» **O que se pede**
#1 Reescreva em forma de lista o parágrafo do texto sobre a decisão do STF que começa com "O devedor é então intimado", preservando os fatos principais.
#2 Dê continuidade ao texto sobre a decisão do STF a partir do ponto em que ele termina.

» **Trecho do documento**
───

O Supremo Tribunal Federal (STF) do Brasil emitiu uma decisão bastante relevante em 26 de outubro do corrente ano, ao declarar a constitucionalidade da execução extrajudicial nos contratos do Sistema Financeiro Imobiliário (SFI) que envolvem alienação fiduciária de imóveis, garantia essa materializada na Lei 9.514/97. Este veredicto, alcançado por uma maioria de 8 votos a favor e 2 votos contrários, traz impacto significativo nos processos judiciais em trâmite em nosso país.

Para entender o contexto, é crucial compreender o que é a alienação fiduciária.

Trata-se de um mecanismo que confere um direito real de garantia sobre bens imóveis ou móveis. Segundo a legislação brasileira, especialmente a Lei 9.514/97, a alienação fiduciária é uma operação bilateral na qual o credor fiduciário adquire a propriedade resolúvel e a posse indireta do bem, móvel ou imóvel, em garantia do financiamento concedido ao devedor alienante. Durante a vigência do contrato, o devedor mantém a posse direta do bem, enquanto o credor fiduciário se torna o proprietário, tendo o valor do bem como garantia caso haja inadimplência por parte do devedor fiduciante.

O procedimento de alienação fiduciária prevê consequências claras em caso de inadimplência. Se a dívida não for paga após o vencimento, o devedor é considerado em mora, e o credor fiduciário tem o direito de consolidar a propriedade do imóvel em seu nome.

O devedor é então intimado a pagar a dívida em quinze dias, incluindo prestações vencidas, juros, encargos contratuais, tributos e despesas adicionais. Se o devedor não purgar a mora nesse prazo, o credor fiduciário pode proceder com um leilão público para alienar o imóvel e quitar os débitos, tudo isso sem a necessidade de envolver o Poder Judiciário.

No entanto, esta prática foi questionada por diversos devedores que alegaram violação aos princípios constitucionais, como o contraditório, a ampla defesa, a inafastabilidade da jurisdição e o devido processo legal.

O Excelso Supremo Tribunal Federal decidiu, então, analisar a constitucionalidade desta legislação no Recurso Extraordinário (RE n.º 860.631), interposto por um devedor que contestou a dinâmica prevista na Lei 9.514/97 quanto à satisfação do crédito, ocasionando o Tema 982.

O Relator, Ministro Luiz Fux, argumentou que o tema em discussão não era apenas economicamente relevante, mas também possuía implicações sociais significativas. Ele ressaltou o impacto positivo da alienação fiduciária no mercado de crédito imobiliário brasileiro, destacando que essa prática reduziu os custos e a incerteza associados à obtenção de garantias imobiliárias. Além disso, enfatizou que a execução extrajudicial não exclui o controle judicial; os devedores têm o direito de recorrer ao Poder Judiciário para contestar cobranças indevidas ou violações da lei por parte dos credores.

───

» **Dados fornecidos**
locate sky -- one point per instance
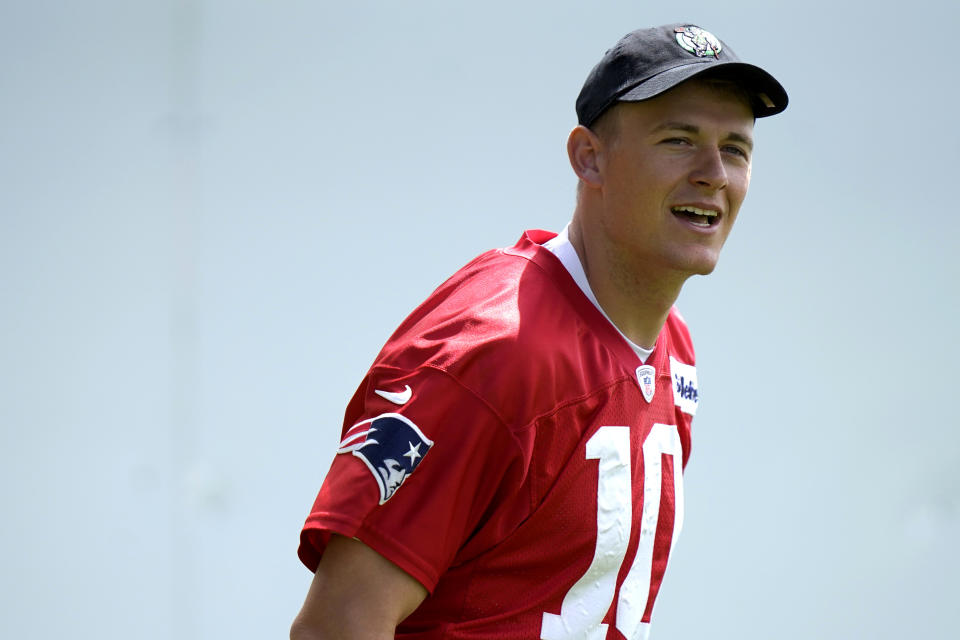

───

» **Respostas**
#1
- O devedor é intimado a pagar a dívida em quinze dias.
- O pagamento inclui prestações vencidas, juros, encargos contratuais, tributos e despesas adicionais.
- Se a mora não for purgada nesse prazo, o credor fiduciário pode levar o imóvel a leilão público para quitar os débitos.
- Todo o procedimento dispensa a participação do Poder Judiciário.

#2
Em sua manifestação, inclusive, fez expressa referência ao parecer exarado pela Febraban – Federação Brasileira de Bancos:

Ao reduzir tanto o custo quanto a incerteza da possibilidade de obtenção das garantias imobiliárias, a alienação fiduciária permitiu uma verdadeira revolução no mercado de crédito imobiliário brasileiro. De 2007 até 2017, o volume de crédito imobiliário cresceu de forma expressiva, saltando do patamar de 2% do PIB para um valor próximo de 10% do PIB. Esse movimento, ao levar ao aumento da demanda por imóveis, permitiu o desenvolvimento do setor de construção civil, que gerou mais de um milhão de vagas de trabalho entre 2007 e 2013, beneficiando especialmente os trabalhadores menos qualificados.

(…) Essas observações confirmam a teoria econômica ao mostrar que a qualidade das garantias está diretamente ligada ao volume e ao preço (taxa de juros) do crédito ofertado pelas instituições financeiras. Além disso, o comportamento do mercado de crédito mostra que os credores também respondem aos incentivos que são colocados pelas regras do jogo: quanto mais rápida a retomada da garantia, maior o esforço para se manter adimplente.

 

O Ministro Luís Roberto Barroso também apoiou a execução extrajudicial, argumentando que ela reduz o custo do crédito e alivia a carga sobre um sistema judicial já sobrecarregado.

Todavia, houve discordância, dos votos vencidos, exarados pelos Ministros Edson Fachin e Cármen Lúcia. O primeiro fundamentou sua divergência no sentido de que, em seu entender, o procedimento violava princípios fundamentais, como o devido processo legal e a ampla defesa, e não era compatível com a proteção do direito à moradia.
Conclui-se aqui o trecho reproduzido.